- Exercise 1
Output the listing below as a Markdown table with the columns Row and Line, starting at the first line of the listing and ending at the line that contains "positive clicks: (313, 974)", with blank lines left out. Leave the pictures out of your answer.

- Excerpted text

“This Could Have Become Ramayan Chamar’s Tale: Two Anti-Novels” by Subimal Misra

This Could Have Become Ramayan Chamar’s Tale: Two Anti-Novels, Subimal Misra, V Ramaswamy (trans) (Open Letter, July 2020; Harper Perennial India, January 2019) This Could Have Become Ramayan Chamar’s Tale: Two Anti-Novels, Subimal Misra, V Ramaswamy (trans) (Open Letter, July 2020; Harper Perennial India, January 2019)

In translating Subimal Misra’s Two Anti-Novels, V Ramaswamy brings to English readers a radical Bengali author from India. The two anti-novels are This Could Have Been Ramayan Chamar’s Tale and Where Colour is a Warning Sign. These are jarring, even disturbing, compilations of snapshots of reality. There is neither plot nor character in the conventional sense. The collage of diary, newspaper articles, metafictional ruminations work towards pointing toward the impossibility of enjoying literature as pleasure and making readers very conscious of the fact that reading for story is also a pitiable form of consumerism.

Both works were published in the early 1980s but they remain today, after more than three decades, quite contemporary; nor are they specific to anywhere in India. The documentation of caste, class and politics as usual in the two anti-novels is an example of a classic of a different kind—one that does not speak of universality of emotion or situation but of poverty and exploitation less the cushioning of story and characters.

 

This Could Have Been Ramayan Chamar’s Tale is “about” the death of a Ramayan Chamar, a worker belonging to a lower caste—except that such a story cannot be told. No writing can come close to describing what such a character could have gone through in life and in death. The police records, the writer, the politicians have different things to say and hardly anything about the dead man. Among the few lines that appear under the heading Ramayan Chamar are:

 

But our democracy is like a brassiere’s elastic –
One can expand or contract it at will.

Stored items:
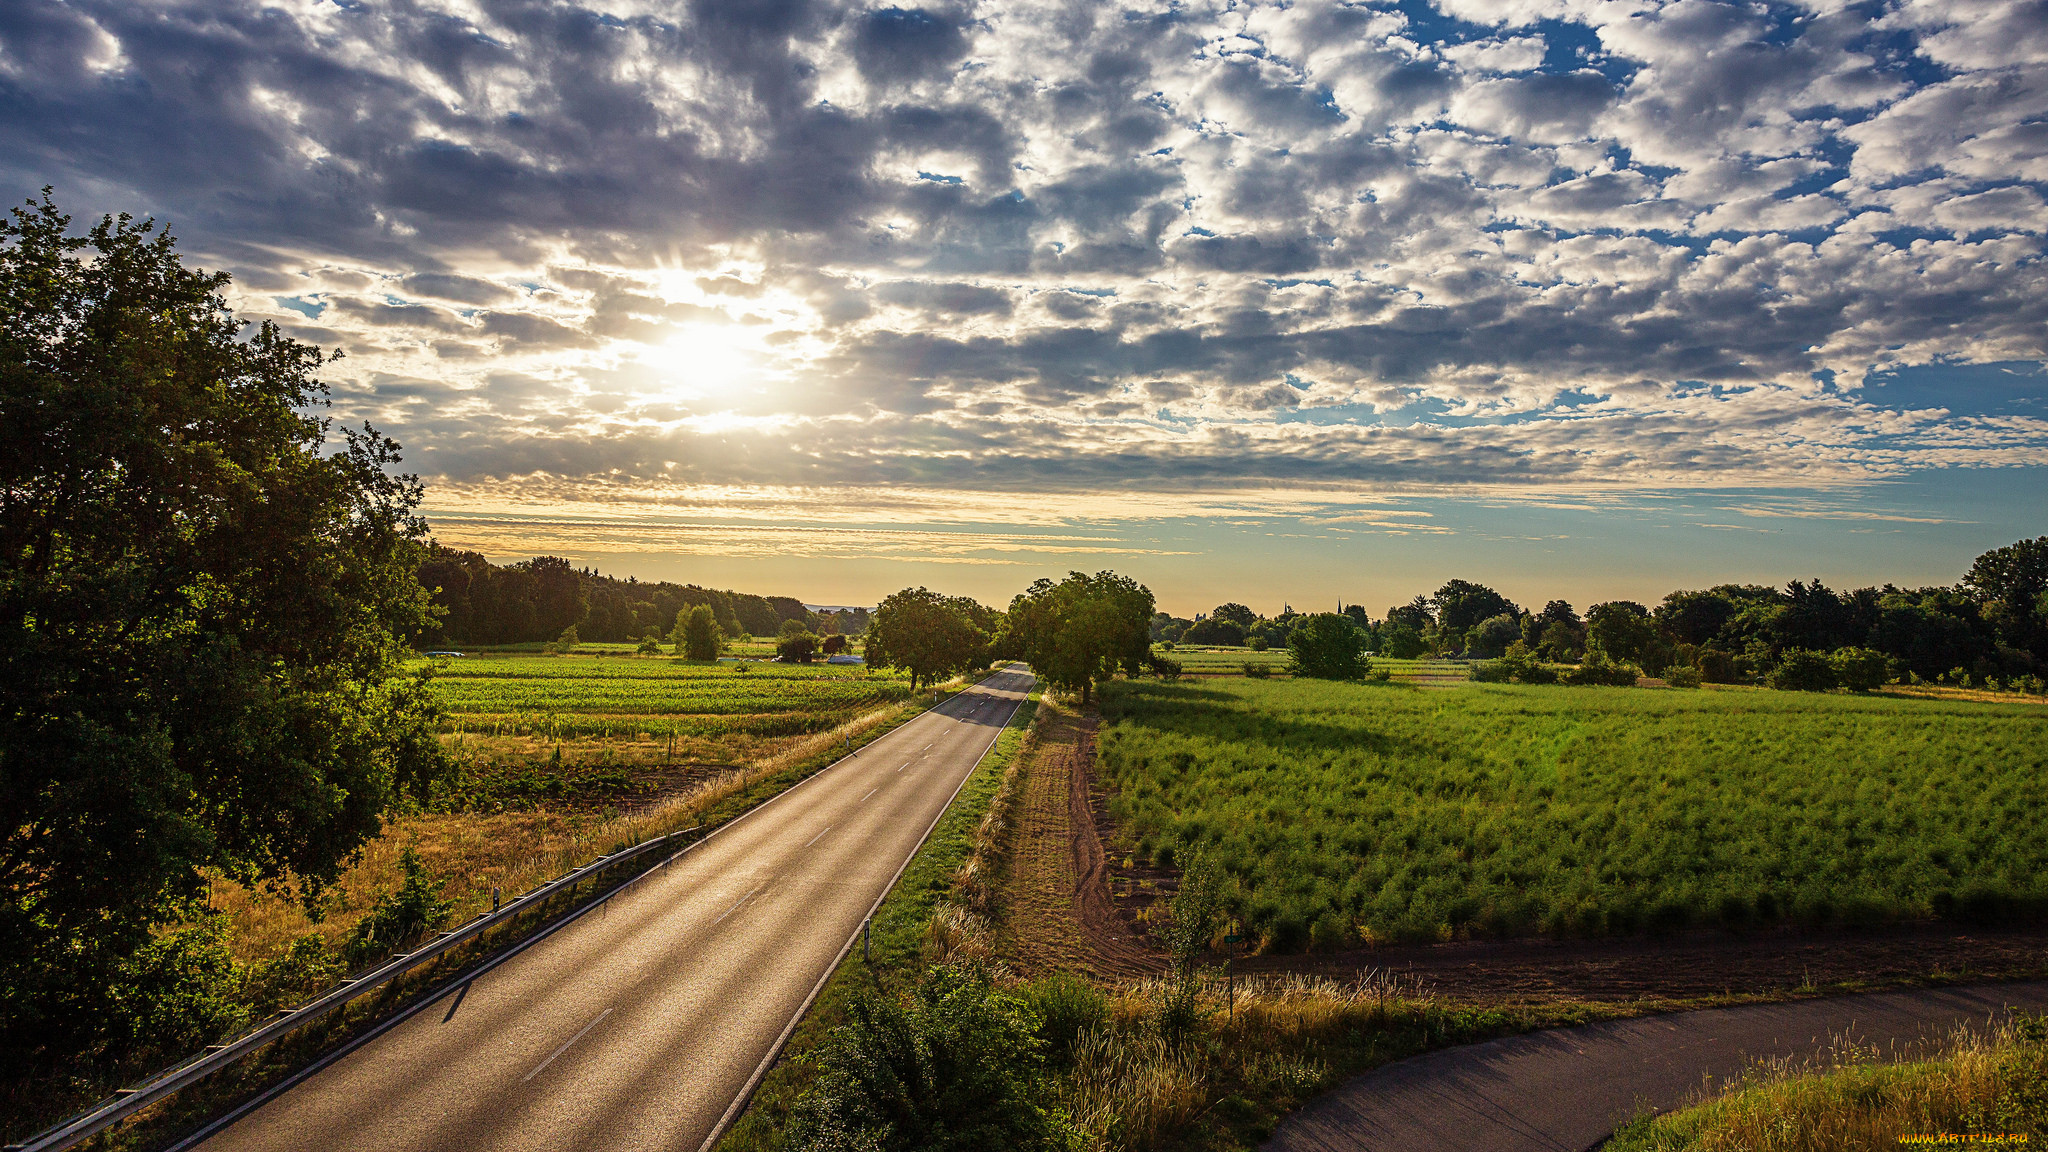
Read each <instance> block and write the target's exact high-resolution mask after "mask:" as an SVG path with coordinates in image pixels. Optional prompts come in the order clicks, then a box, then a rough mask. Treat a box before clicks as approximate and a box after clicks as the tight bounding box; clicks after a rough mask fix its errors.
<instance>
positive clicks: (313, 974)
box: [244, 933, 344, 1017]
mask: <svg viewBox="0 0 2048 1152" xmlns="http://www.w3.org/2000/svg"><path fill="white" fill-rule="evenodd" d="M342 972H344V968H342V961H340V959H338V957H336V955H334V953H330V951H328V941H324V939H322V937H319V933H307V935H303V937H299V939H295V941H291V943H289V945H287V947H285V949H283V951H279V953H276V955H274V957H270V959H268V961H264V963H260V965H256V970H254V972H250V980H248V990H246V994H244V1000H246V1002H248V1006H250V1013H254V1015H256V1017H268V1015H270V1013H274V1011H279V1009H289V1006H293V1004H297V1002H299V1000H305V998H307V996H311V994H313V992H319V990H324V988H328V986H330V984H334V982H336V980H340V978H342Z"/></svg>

- Exercise 2
From the book review, copy the passage starting at "In translating Subimal" and ending at "form of consumerism.".

- Your solution 1
| Row | Line |
|---|---|
| 1 | Read each <instance> block and write the target's exact high-resolution mask after "mask:" as an SVG path with coordinates in image pixels. Optional prompts come in the order clicks, then a box, then a rough mask. Treat a box before clicks as approximate and a box after clicks as the tight bounding box; clicks after a rough mask fix its errors. |
| 2 | <instance> |
| 3 | positive clicks: (313, 974) |

- Your solution 2
In translating Subimal Misra’s Two Anti-Novels, V Ramaswamy brings to English readers a radical Bengali author from India. The two anti-novels are This Could Have Been Ramayan Chamar’s Tale and Where Colour is a Warning Sign. These are jarring, even disturbing, compilations of snapshots of reality. There is neither plot nor character in the conventional sense. The collage of diary, newspaper articles, metafictional ruminations work towards pointing toward the impossibility of enjoying literature as pleasure and making readers very conscious of the fact that reading for story is also a pitiable form of consumerism.